Extract every entry word for word. Skip the pictures.

Segmentation dataset records
________________________

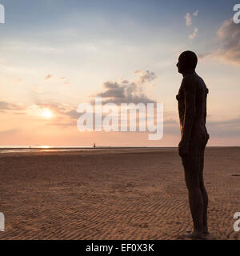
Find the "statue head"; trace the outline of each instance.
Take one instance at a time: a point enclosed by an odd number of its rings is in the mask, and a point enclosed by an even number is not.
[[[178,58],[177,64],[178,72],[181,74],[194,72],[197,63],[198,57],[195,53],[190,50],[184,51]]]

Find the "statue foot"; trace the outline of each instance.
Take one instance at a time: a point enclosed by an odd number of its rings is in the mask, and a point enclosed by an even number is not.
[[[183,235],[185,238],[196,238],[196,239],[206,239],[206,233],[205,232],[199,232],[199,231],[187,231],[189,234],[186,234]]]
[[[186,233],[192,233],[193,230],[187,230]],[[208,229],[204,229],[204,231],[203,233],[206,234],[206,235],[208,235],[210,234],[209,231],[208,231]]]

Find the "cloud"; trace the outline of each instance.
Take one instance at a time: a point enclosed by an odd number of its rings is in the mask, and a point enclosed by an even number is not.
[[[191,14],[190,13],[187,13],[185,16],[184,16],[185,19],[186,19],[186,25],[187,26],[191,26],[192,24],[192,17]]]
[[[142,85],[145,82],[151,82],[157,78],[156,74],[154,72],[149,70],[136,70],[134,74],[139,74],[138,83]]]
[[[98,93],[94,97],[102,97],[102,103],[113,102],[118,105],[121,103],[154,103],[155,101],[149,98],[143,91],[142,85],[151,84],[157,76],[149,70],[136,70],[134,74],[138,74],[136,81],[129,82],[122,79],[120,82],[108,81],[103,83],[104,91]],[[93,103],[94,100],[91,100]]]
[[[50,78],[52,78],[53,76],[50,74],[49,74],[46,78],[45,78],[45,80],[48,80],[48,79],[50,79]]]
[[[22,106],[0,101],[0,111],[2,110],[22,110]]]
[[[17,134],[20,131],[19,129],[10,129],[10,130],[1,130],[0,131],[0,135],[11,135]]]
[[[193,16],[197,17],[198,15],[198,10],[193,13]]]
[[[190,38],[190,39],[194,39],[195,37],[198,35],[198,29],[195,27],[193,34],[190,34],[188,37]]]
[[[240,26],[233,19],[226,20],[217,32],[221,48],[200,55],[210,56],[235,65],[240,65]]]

________________________

SOLUTION TO THE PROBLEM ::
Find the "statue head"; trace the outline of each instance.
Take one instance at a time: a point enclosed by an odd number of its rings is in the mask, and a point enclosed by an even number is not.
[[[178,58],[177,64],[178,72],[181,74],[194,72],[197,63],[198,57],[195,53],[190,50],[184,51]]]

Find the "statue foot"; trace the outline of each instance.
Take one instance at a time: a point enclosed by an odd number of its rings is in the mask, and a point enclosed by an even number is not.
[[[183,235],[185,238],[196,238],[196,239],[206,239],[206,233],[205,232],[199,232],[199,231],[187,231],[189,234],[186,234]]]
[[[186,233],[192,233],[193,230],[187,230]],[[208,229],[204,229],[204,231],[203,233],[206,234],[206,235],[208,235],[210,234],[209,231],[208,231]]]

Find the "cloud"; trace the outline of each instance.
Take one instance at a time: a point enclosed by an odd number of its rings is in the mask, and a point enclosed by an even number is not.
[[[191,14],[190,13],[187,13],[185,16],[184,16],[185,19],[186,19],[186,25],[187,26],[191,26],[192,24],[192,17]]]
[[[142,85],[145,82],[151,82],[157,78],[156,74],[154,72],[149,70],[136,70],[134,74],[139,74],[138,83]]]
[[[98,93],[94,97],[102,97],[102,103],[113,102],[118,105],[121,103],[154,103],[155,101],[149,98],[143,91],[142,85],[151,84],[157,76],[149,70],[136,70],[134,74],[138,74],[136,81],[129,82],[122,79],[120,82],[108,81],[103,83],[104,91]],[[93,103],[94,100],[91,100]]]
[[[50,78],[52,78],[53,76],[50,74],[49,74],[46,78],[45,78],[45,80],[48,80],[48,79],[50,79]]]
[[[22,106],[0,101],[0,111],[2,110],[22,110]]]
[[[17,134],[20,131],[19,129],[10,129],[10,130],[1,130],[0,131],[0,135],[11,135]]]
[[[193,16],[197,17],[198,15],[198,10],[193,13]]]
[[[190,38],[190,39],[194,39],[195,37],[198,35],[198,29],[195,27],[193,34],[190,34],[188,37]]]
[[[240,26],[233,19],[226,20],[217,32],[221,48],[200,55],[210,56],[235,65],[240,65]]]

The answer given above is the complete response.